» Text under study
+ + + + +

GoldenAlex Since: Sep, 2009
07/19/2015 00:00:00

Having played many games, I can say this review is spot-on. It's essentially impossible to balence the game.

Dr.Delorean Since: Jun, 2014
07/22/2015 00:00:00

I've played about 20 games, and imbalance was only an issue in the first 3, which is actually an improvement over my experience with 8th and 7th edition. Beyond that, we understood how it was supposed to work and everything's been alright.

Balance occurs through counter-play, players are supposed to alternate placing models/units on the field, reacting to what their opponent places with a unit they believe will be able to deal with the new threat.

It is a casual game, and there's a certain amount of good sportsmanship involved with that, which is pissing people off because they can't hide behind a points system anymore. Before, they could say "Oh well, I rolled you completely and you had no chance of winning, but we both brought 2000pts so it must've been balanced". Now if they rock up and throw 10 Nagashes down against a newbie's single hero and monster, everyone knows what kind of person they are. Honestly, it sounds like you've read what reactionary keyboard warriors have said online and not actually played the game as it is meant to be played.

UK Since: Apr, 2009
07/22/2015 00:00:00

Very accurate review. There are a lot of battered GW housewives that will take anything GW gives them and ask for more, but they get fewer and fewer with each new revelation.

SpectralTime Since: Apr, 2009
07/22/2015 00:00:00

...Doctor, there are people who are simultaneously interested in "competitive" play and building the most powerful armies they can, and who are *not* total jerks about it. They deserve the same support, the same fair shake, as every other non-total-jerk in the playerbase. Your thesis falls at the first hurdle: namely, that it assumes, by default, that *any* "competitive" player has to be the sort of person that would do that.

Now, the "points" issue is a different matter. Yes, Warhammer's rules have been broken garbage for years, surpassed by countless other wargames. If you sincerely believe that the solution to this problem was not better rules but *no* rules, a laissez-faire attitude of "I dunno, think of something yourselves," well... I can't prove you wrong, but you've failed to refute his argument that GW put out an incomplete product and expected you to finish it for them.

CountDorku Since: Jan, 2001
07/22/2015 00:00:00

See, here's the thing: I consider myself a casual player. I briefly dipped my toe in FNM-level competitive MTG and found it not to my tastes. I have never attended a WHFB or 40K tournament. My regular opponent and I had a soft ban on Skaven for something like seven years because we found them just too powerful. I am not some hardcore tournament addict who would cheerfully field as many Nagashes as would fit into his deployment zone.

+ + + + +

» Work task
In the comment thread above, check whether each statement agrees with the text. Answer yes or no for each and quote the deciding words. (a) Dr.Delorean reports that imbalance was a problem in all of the roughly 20 games played. (b) SpectralTime states that Warhammer's rules have been surpassed by many other wargames. (c) CountDorku reports attending WHFB tournaments.

+ + + + +

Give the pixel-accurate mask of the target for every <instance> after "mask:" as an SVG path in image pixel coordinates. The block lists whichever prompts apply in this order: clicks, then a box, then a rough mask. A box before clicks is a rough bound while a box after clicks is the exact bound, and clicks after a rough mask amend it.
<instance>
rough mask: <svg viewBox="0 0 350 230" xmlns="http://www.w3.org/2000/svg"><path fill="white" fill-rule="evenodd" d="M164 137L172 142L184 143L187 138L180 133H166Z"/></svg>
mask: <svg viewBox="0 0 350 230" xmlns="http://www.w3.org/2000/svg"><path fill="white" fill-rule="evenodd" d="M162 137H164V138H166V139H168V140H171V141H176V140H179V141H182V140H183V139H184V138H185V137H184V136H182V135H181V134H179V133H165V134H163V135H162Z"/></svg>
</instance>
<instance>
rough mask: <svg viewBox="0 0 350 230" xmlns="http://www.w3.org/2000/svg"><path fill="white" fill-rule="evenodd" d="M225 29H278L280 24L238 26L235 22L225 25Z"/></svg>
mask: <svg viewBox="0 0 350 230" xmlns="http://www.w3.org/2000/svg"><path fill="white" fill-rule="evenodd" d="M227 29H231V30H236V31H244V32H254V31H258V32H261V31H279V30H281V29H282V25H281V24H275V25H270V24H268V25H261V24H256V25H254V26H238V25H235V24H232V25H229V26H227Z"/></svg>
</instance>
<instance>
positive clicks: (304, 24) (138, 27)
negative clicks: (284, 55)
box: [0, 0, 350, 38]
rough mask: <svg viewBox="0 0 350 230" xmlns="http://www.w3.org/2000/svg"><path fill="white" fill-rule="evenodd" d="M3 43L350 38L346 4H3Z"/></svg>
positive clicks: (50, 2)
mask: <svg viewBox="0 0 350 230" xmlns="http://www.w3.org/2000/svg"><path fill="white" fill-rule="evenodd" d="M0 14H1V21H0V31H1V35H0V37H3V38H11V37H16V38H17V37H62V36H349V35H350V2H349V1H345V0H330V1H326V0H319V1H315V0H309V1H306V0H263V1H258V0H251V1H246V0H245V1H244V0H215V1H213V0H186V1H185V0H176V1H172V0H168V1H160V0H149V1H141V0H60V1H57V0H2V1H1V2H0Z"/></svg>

+ + + + +

» Solution to this exercise
(a) No: "imbalance was only an issue in the first 3"
(b) Yes: "surpassed by countless other wargames"
(c) No: "I have never attended a WHFB or 40K tournament."